- Sayfa -
SABAH ve Hürriyet okurlarından özür dilerim
12 TEMMUZ 2003
Sevgili okuyucularım hatırlayacaklardır. İki pazar önce bu köşede, iletişim ve reklamla ilgilenenlerin ve özelikle genç iletişimcilerin yanıltılmasını engellemek amacıyla, Hürriyet Gazetesi reklam yazarı Ali Atıf Bir Bey’in iddia ettiği iki husus üzerine görüş bildirmiştim.
Birincisi, Ali Atıf Bey 1998’deki Halkla İlişkiler Forumu’nda “Halkla İlişkiler ölçülemez!” demişti. Ben de “Bugün uzmanlar değil, üniversite öğrencileri bile nasıl ölçüleceğini gayet iyi biliyor ve ölçüyorlar” tespitinde bulunmuştum.
İkincisi, kendileri reklamın hedef kitle erişimine göre (tiraj) verileceğini ve ‘reklamın nasıl çalıştığının bilinmediğini’ iddia ediyorlardı. Biz de kaynak göstererek ‘reklamın nasıl çalıştığının çok iyi bilindiğini’ anlatmıştık. Erişimle ilgili ise, milyon satmasına rağmen tek satır reklam alamamış olan Tan gazetesi ile tirajları düşük olmasına rağmen reklam alan Cumhuriyet ve Radikal gazetelerini örnek göstermiş, ‘kalite rating’i kavramını hatırlatmış, reklam taşıyıcısı olarak medyanın temel sorununun ‘itibar’ meselesi olduğunu vurgulamıştık.
Bunun üzerine Ali Atıf Bey, geçen pazarki yazısında yukarıdaki görüşlere yanıt vereceğine, şahsımla ilgili hayal ürünü, akıl almaz komplo teorileri üretmeyi, hezeyan dolu, hakaret dolu iddialar ortaya atmayı tercih etti. Düzeyi iyice düşürülmüş olan bu tartışmayı, SABAH gazetesinin okurları önünde sürdürmek niyetinde değilim. Şahsımla ilgili hakaretleri zaten hiç yanıtlamayacağım. Hukukun terazisi dururken Ali Atıf Bir Bey'in beni çekmek istediği kulvara girmeye hiç mi hiç niyetim yok. Fakat iş, iletişim ve siyaset dünyasının önemli isimlerine, benim dostlarıma ve meslektaşlarıma benim üzerimden hakaret etme noktasına gelince, susmak bize yakışmaz. İletişim sektörünü ilgilendiren bu konunun taşınması gereken yer de sektörün önde gelen dergisi Marketing Türkiye’ydi. Ayrıntılı açıklama yazısını bu dergiye gönderdim. 15 Ekim’de yayınlanacak. Aynı yazıyı yönetim kurulu başkanı olduğum Bersay İletişim Danışmanlığı da web sitesinde yayınlayacak (www.bersay.com.tr). Böyle bir düzeysizliğe vesile olduğum için üzgünüm. Saygılarımla. Ali Saydam
En etkili Efes reklamı!

- Verilen Bilgiler -
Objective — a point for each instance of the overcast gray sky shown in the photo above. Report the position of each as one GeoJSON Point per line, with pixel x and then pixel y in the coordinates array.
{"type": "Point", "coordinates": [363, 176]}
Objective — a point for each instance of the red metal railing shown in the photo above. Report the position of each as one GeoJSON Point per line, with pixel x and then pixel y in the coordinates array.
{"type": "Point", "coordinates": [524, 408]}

- Görev -
Yazıya göre şu soruları cevaplayın:
(a) Ali Atıf Bey 1998'deki Halkla İlişkiler Forumu'nda ne demişti?
(b) Milyon satmasına rağmen tek satır reklam alamayan gazete hangisidir?
(c) Ayrıntılı açıklama yazısı hangi dergide, hangi tarihte yayınlanacak?
Satırların yazıyla hiçbir ilgisi yoktur.

- Alıştırma Cevabı -
(a) "Halkla İlişkiler ölçülemez!" demişti.
(b) Tan gazetesi.
(c) Marketing Türkiye dergisinde, 15 Ekim'de.